- [Assignment]: Which lines of the entries below contain the string "with"? Copy each one.

- [Extracted records]:
------

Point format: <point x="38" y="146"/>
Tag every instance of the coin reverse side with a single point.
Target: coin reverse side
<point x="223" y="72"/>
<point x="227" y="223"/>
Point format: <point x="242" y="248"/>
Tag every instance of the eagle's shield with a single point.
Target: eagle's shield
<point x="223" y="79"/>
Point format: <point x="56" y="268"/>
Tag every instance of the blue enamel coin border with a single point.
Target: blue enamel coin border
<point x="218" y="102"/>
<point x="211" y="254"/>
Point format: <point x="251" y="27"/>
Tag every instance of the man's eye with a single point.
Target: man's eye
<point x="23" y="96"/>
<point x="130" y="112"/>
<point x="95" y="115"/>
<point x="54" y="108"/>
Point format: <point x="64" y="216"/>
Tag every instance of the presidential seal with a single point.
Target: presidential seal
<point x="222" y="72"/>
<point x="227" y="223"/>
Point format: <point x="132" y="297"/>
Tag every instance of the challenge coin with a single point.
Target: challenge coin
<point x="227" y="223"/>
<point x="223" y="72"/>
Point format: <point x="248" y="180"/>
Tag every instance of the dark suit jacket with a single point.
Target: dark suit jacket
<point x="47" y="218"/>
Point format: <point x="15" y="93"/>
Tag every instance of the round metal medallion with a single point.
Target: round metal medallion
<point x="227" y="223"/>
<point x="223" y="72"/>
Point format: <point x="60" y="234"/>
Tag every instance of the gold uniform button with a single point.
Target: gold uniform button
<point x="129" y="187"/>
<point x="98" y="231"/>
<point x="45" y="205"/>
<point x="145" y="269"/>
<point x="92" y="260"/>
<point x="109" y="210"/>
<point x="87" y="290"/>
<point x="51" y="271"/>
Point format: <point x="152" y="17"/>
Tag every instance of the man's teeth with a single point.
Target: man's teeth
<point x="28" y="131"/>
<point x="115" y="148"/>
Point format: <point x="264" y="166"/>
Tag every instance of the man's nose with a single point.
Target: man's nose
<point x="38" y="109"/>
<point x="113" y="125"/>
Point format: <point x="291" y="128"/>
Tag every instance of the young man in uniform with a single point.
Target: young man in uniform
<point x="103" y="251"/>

------

- [Output of the task]:
Tag every instance of the coin reverse side with a single point.
Tag every instance of the eagle's shield with a single point.
Tag every instance of the blue enamel coin border with a single point.
Tag every instance of the man's eye with a single point.
Tag every instance of the presidential seal with a single point.
Tag every instance of the challenge coin with a single point.
Tag every instance of the dark suit jacket with a single point.
Tag every instance of the round metal medallion with a single point.
Tag every instance of the gold uniform button with a single point.
Tag every instance of the man's teeth with a single point.
Tag every instance of the man's nose with a single point.
Tag every instance of the young man in uniform with a single point.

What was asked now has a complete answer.